## About this exercise
Output exactly the lines from the one with "box: [522, 323, 1022, 408]" to the close of the records below, first and last included.

%%

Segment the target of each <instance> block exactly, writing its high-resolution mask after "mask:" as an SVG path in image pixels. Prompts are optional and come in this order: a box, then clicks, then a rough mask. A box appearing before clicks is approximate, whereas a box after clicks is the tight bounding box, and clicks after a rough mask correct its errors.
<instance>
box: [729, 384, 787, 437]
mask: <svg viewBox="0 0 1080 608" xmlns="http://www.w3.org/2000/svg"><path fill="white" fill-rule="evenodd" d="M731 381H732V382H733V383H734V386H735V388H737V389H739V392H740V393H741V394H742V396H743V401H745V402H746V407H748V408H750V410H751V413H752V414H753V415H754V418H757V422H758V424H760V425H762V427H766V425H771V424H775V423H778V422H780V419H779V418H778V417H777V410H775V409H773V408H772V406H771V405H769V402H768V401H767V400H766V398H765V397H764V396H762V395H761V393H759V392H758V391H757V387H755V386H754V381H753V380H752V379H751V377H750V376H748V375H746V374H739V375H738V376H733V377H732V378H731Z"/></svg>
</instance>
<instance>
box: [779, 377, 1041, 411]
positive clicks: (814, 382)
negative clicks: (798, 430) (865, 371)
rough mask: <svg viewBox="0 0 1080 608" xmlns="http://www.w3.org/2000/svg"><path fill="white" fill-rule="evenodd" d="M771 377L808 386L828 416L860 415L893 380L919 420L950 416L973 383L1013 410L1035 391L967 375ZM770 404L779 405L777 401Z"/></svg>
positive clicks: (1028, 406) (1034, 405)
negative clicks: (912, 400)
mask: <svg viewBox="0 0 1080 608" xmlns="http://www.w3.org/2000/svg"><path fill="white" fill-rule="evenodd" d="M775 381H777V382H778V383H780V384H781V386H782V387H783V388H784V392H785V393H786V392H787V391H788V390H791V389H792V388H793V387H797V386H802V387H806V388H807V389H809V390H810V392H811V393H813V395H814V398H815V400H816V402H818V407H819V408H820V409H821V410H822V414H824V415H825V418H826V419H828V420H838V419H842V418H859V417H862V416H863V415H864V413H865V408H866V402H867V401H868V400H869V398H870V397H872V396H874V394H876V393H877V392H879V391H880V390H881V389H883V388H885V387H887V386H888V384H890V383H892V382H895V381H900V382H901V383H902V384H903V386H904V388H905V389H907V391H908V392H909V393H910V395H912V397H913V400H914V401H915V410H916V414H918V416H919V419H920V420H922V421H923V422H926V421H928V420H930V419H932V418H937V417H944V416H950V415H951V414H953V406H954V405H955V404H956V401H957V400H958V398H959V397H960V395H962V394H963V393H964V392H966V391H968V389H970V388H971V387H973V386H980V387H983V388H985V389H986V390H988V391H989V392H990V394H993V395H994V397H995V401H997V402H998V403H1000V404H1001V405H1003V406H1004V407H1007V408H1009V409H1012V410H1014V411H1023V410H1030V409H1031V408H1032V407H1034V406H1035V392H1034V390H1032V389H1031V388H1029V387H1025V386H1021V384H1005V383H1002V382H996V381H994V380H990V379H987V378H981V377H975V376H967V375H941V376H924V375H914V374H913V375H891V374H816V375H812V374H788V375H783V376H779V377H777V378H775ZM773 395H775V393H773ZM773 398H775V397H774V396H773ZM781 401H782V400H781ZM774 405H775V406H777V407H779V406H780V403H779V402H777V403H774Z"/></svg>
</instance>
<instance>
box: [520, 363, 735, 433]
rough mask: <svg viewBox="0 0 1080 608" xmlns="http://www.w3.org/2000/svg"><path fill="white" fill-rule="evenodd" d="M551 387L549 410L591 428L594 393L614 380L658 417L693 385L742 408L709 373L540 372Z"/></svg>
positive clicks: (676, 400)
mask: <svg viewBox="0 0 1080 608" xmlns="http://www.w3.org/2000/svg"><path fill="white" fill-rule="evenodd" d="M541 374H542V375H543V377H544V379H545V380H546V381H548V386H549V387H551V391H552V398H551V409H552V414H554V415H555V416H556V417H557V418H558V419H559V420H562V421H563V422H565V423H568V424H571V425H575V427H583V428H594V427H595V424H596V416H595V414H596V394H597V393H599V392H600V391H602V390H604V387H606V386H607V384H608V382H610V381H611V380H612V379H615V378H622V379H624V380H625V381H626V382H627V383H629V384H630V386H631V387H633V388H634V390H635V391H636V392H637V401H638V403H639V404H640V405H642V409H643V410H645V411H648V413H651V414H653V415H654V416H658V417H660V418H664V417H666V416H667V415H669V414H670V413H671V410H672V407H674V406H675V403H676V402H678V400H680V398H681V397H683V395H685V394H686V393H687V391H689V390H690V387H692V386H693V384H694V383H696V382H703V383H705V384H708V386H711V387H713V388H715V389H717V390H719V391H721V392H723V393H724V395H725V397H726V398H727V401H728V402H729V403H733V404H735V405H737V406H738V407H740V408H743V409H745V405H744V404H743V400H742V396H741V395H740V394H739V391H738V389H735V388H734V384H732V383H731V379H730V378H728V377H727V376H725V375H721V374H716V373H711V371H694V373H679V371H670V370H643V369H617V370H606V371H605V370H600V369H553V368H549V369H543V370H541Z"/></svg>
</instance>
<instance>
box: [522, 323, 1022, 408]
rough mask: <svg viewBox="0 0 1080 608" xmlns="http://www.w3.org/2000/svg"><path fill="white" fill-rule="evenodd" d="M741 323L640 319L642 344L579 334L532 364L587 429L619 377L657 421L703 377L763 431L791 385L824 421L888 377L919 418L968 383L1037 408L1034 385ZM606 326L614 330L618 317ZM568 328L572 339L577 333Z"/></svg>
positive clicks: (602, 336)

%%

## Output for this task
box: [522, 323, 1022, 408]
rough mask: <svg viewBox="0 0 1080 608" xmlns="http://www.w3.org/2000/svg"><path fill="white" fill-rule="evenodd" d="M741 323L640 319L642 344L579 334L532 364L587 429L619 377L657 421L703 377L763 431L791 385L824 421L888 377L919 418L968 383L1037 408L1034 385ZM606 326L614 330L618 317ZM568 328L572 339L577 333Z"/></svg>
positive clicks: (602, 336)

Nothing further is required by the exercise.